◆ Your objective ◆
Among the entries below, find the lines that hold the word "table" and report them.

◆ The data ◆

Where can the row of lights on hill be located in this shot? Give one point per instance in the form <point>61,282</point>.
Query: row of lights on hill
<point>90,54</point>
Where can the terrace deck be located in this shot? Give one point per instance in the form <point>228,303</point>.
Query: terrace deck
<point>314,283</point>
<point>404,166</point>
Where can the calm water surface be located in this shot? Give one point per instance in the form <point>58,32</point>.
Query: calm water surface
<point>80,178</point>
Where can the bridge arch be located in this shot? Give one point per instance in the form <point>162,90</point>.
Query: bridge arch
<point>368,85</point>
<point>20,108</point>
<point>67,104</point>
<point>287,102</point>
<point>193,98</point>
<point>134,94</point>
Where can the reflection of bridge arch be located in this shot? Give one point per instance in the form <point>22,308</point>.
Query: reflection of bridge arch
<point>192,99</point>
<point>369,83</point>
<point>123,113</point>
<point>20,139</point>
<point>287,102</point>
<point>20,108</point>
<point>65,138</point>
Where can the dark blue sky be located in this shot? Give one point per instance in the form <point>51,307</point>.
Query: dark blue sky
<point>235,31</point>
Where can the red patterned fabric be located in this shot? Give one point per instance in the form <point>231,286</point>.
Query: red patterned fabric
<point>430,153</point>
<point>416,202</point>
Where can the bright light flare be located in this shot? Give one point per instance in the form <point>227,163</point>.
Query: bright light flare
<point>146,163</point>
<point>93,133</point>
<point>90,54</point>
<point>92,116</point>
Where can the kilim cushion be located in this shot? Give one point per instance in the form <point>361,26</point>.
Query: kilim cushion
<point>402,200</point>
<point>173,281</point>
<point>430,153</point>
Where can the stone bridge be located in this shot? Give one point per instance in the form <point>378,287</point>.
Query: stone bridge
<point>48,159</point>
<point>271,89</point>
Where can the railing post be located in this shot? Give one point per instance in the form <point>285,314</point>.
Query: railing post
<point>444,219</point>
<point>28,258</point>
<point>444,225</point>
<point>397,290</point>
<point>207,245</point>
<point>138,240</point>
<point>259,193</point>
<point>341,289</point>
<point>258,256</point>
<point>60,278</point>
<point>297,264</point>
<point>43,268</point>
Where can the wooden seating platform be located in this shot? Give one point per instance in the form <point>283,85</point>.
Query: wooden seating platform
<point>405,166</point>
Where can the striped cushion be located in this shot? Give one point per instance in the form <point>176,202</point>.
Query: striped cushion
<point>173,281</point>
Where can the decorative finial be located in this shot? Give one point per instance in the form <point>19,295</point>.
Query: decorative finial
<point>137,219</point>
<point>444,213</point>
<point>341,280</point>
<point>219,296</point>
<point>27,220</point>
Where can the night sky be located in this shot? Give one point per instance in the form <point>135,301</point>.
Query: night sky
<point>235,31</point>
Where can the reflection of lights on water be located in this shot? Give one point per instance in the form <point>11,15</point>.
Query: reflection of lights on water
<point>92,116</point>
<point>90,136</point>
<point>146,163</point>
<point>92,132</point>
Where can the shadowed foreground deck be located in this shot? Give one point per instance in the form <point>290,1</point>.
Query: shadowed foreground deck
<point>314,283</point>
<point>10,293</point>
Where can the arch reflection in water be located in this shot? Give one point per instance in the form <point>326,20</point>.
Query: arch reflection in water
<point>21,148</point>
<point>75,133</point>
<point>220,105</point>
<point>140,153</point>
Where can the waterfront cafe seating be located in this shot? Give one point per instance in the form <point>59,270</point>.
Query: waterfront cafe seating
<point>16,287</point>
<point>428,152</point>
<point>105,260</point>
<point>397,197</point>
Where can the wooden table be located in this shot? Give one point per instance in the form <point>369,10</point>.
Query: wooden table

◆ Answer to this exercise ◆
Where can the wooden table be located in this shot? Give one point per instance in the form <point>369,10</point>.
Query: wooden table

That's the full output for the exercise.